今天客户要进行应用发布,首先在测试环境进行测试,在测试环境测试索引重建的时候报如下错误:
ORA-04030: 在尝试分配 64544 字节 (sort subheap,sort key) 时进程内存不足。
客户在将这个问题发给我的时候,首先让他们检查一下操作系统ORACLE用户资源的限制。
因为根据以往的经验这个问题往往是oracle用户进程的data seg size限制导致的。
但是通过客户过来的信息发现 oracle用户程序数据段并没有任何限制。
$ id oracle
uid=400(oracle) gid=400(oinstall) groups=401(dba)

§ 所给记录
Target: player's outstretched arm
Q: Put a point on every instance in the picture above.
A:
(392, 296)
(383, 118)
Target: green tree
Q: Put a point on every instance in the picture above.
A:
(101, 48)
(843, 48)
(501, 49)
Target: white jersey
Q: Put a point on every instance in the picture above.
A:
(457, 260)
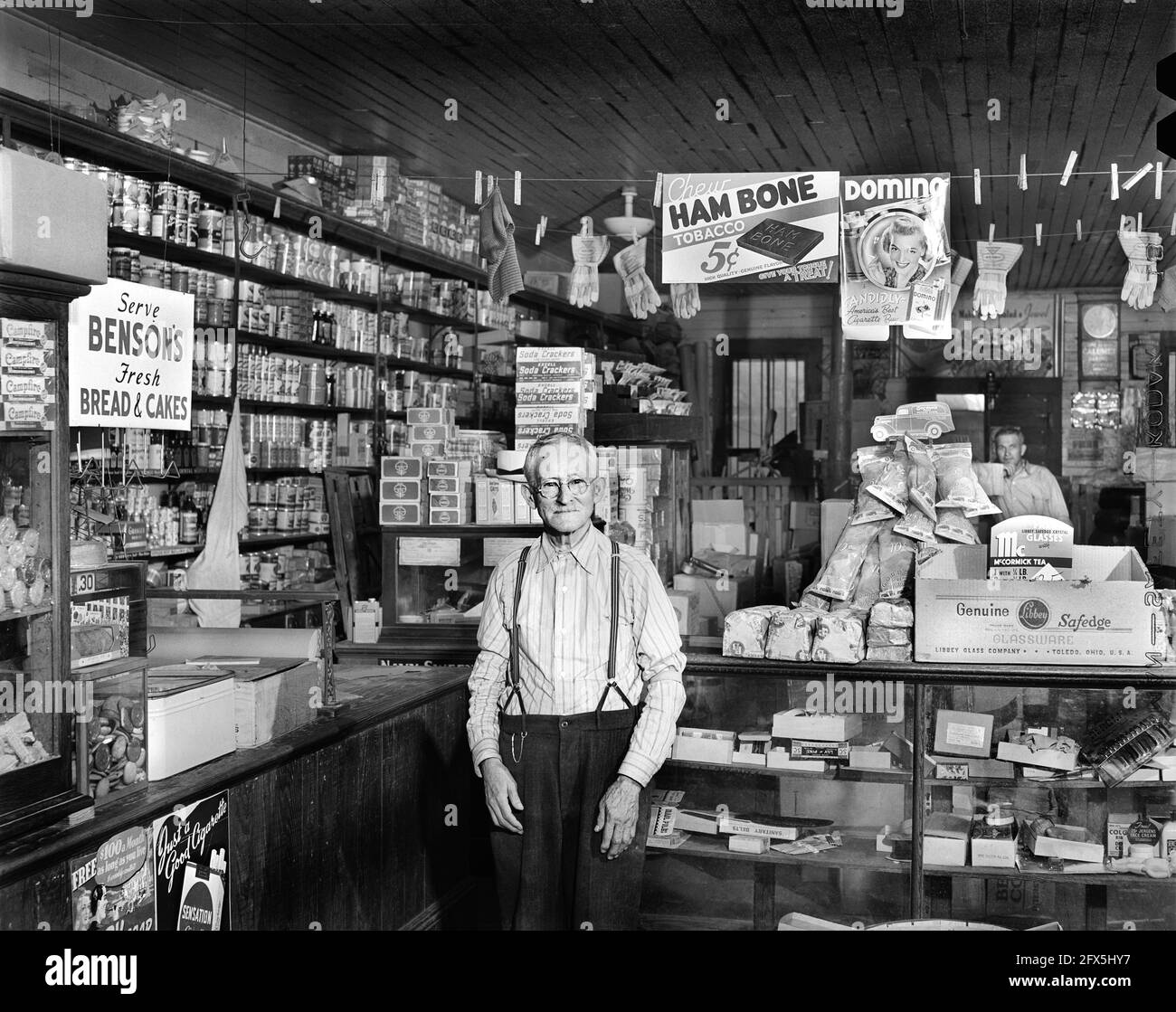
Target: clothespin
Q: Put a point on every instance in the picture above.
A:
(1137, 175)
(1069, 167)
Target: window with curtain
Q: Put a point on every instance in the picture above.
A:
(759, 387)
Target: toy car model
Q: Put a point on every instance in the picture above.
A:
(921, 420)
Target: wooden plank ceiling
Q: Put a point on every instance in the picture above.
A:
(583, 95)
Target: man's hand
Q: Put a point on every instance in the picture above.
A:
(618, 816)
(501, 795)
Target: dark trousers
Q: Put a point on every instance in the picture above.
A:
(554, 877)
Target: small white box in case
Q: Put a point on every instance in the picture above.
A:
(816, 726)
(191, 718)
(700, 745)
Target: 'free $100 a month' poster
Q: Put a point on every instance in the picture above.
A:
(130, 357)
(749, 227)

§ 练习题目
[a] 请逐字复述整篇阅读文本。
[b] 请把记录中从含有“Target: man's hand”的那一行开始、到记录末尾结束的各行输出为编号列表，首尾两行都算在内，空行不要列出，其余内容一概不写。

§ 完整解答
[a]
今天客户要进行应用发布,首先在测试环境进行测试,在测试环境测试索引重建的时候报如下错误:
ORA-04030: 在尝试分配 64544 字节 (sort subheap,sort key) 时进程内存不足。
客户在将这个问题发给我的时候,首先让他们检查一下操作系统ORACLE用户资源的限制。
因为根据以往的经验这个问题往往是oracle用户进程的data seg size限制导致的。
但是通过客户过来的信息发现 oracle用户程序数据段并没有任何限制。
$ id oracle
uid=400(oracle) gid=400(oinstall) groups=401(dba)

[b]
1. Target: man's hand
2. Q: Put a point on every instance in the picture above.
3. A:
4. (618, 816)
5. (501, 795)
6. Target: dark trousers
7. Q: Put a point on every instance in the picture above.
8. A:
9. (554, 877)
10. Target: small white box in case
11. Q: Put a point on every instance in the picture above.
12. A:
13. (816, 726)
14. (191, 718)
15. (700, 745)
16. Target: 'free $100 a month' poster
17. Q: Put a point on every instance in the picture above.
18. A:
19. (130, 357)
20. (749, 227)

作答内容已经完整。